**TEXT BLOCK**
#SaladMonth continues with a delicious spring-time salad made with ribbons of shaved asparagus and romaine lettuce tossed with dill shallot vinaigrette. It is topped with hazelnuts and fresh goat cheese
Last week while I was at Camp Gathering VT we got to visit the Ayer’s Brook Goat Dairy in the rolling countryside in idyllic Randolph VT. This has been on my list of places to visit since I first came to know of its existence, so I was really thrilled to get a tour of the farm.
Ayer’s Brook Goat Dairy was established by Vermont Creamery. It is one of the 12 farms that ship goats milk to Vermont Dairy, but this one is different in that it was started by and is run by Vermont Creamery itself.
We were greeted by Miles outside one of the barns, and he immediately started explaining the big picture, how the farm was started and what their business was all about. There are 300 goats currently being milked on the farm and 700 in the total herd. I loved hearing him. He was an explosion of information! He knew so much about all the workings of the farm and was really patient with our basic questions.
And I have to say this, I know I have been in Vermont a while, and I am relatively hardened off to mud and yucky stuff but I don’t think anyone would be able to deny that this farm is really immaculate. Nor would anybody be able to deny the goats were ridiculously cute.

**ASSIGNED TASK A**
Retype everything in the Ayer's Brook post from "Ayer’s Brook Goat Dairy was" down to "Vermont Creamery itself.".
**ASSIGNED TASK B**
Decide whether each statement agrees with the Ayer's Brook post, answering yes or no and quoting the words that settle it: (i) The farm milks 300 goats out of a herd of 700. (ii) Ayer's Brook is one of 20 farms that ship goat milk. (iii) The salad is topped with walnuts and goat cheese.
**ASSIGNED TASK C**
Please go on with the Ayer's Brook post, starting right after its final sentence.

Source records

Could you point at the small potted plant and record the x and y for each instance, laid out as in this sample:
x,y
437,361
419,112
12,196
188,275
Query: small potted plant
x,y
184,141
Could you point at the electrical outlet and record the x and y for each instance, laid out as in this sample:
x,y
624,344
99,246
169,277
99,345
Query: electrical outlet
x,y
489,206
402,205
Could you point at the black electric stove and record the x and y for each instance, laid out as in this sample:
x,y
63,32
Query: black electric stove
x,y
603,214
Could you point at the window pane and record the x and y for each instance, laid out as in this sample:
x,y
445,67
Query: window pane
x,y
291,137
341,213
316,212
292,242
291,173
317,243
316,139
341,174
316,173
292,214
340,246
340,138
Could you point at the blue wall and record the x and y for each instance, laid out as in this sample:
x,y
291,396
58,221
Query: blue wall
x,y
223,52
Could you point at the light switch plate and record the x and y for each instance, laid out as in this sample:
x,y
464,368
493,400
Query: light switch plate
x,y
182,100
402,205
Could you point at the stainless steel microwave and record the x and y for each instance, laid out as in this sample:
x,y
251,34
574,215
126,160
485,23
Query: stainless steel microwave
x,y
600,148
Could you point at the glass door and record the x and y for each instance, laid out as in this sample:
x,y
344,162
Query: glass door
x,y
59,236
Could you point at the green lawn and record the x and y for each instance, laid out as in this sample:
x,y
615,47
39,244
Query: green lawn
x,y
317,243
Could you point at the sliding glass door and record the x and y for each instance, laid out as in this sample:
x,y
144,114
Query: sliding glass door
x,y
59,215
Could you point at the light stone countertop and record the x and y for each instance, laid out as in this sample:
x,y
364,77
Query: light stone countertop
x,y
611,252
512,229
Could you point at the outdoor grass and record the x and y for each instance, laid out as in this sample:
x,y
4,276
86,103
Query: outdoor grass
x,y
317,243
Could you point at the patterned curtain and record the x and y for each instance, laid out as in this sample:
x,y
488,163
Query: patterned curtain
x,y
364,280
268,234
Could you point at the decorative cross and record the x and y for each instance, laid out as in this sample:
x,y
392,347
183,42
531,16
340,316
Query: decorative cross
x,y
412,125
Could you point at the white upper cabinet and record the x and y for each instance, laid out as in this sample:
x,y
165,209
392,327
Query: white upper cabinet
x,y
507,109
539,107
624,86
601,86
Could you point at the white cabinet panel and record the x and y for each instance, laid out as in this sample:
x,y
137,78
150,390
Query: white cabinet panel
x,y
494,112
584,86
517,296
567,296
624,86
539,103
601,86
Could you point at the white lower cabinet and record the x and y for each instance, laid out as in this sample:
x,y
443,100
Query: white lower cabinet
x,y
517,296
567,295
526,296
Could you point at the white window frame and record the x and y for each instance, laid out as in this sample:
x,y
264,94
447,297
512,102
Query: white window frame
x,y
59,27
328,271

**EXERCISE ANSWER A**
Ayer’s Brook Goat Dairy was established by Vermont Creamery. It is one of the 12 farms that ship goats milk to Vermont Dairy, but this one is different in that it was started by and is run by Vermont Creamery itself.

**EXERCISE ANSWER B**
(i) Yes: "There are 300 goats currently being milked on the farm and 700 in the total herd."
(ii) No: "It is one of the 12 farms that ship goats milk to Vermont Dairy"
(iii) No: "It is topped with hazelnuts and fresh goat cheese"

**EXERCISE ANSWER C**
We learned the different breeds, there’s Nubian, Alpine and LaMancha. And I think there was one more that they breed. [Full disclosure, I probably would be able to have remembered the name of it if the fire side gathering at Trapps the night before hadn’t rocked my brain cells a bit.] They all have their various positive attirbutes, and there is someone on the team who is constantly working on managing the genetics of the herd. The goats have their own area of the barn depending on what part of the milking/breeding cycle they were in. We learned about their feed (which they are working toward growing all on the farm.) They are also in the process of making the creamery completely GMO free.
We had a great time visiting! It was pretty cool seeing where all of that lovely goat cheese comes from. Next time I will have to visit the cheese making facilities!
When I got home, I showed the photos of the goats to my girls and they were ohhing and ahhing about the baby goats. I didn’t tell them that two new boy goats had been born that morning, and Miles had joked that we could have one if we wanted it.
I looked at my plans for the month of May, also known around here as Salad Month, and I saw on my list of recipe ideas that I wanted to work on a shaved asparagus salad. And it immediately hit me that this would be a much more delicious recipe if it had goat cheese on it. I mean duh!
I had been wanting to try shaving raw asparagus for some time, but had never done it. It takes a little practice and I found that it was much easier with fatter asparagus. So if you have your choice at the market (or in the garden) choose the fatties. (By the way, asparagus aficionados will tell you the fatter stalks are the best ones anyway.) You just hold the stalks on the cutting board and run a regular old vegetable peeler down the stalk. When I got to the center of the stalk and I could shave it down no further, I set that core aside and continued along with the remaining stalks. Then at the end I took all the cores and finely chopped them on the bias with my chef’s knife.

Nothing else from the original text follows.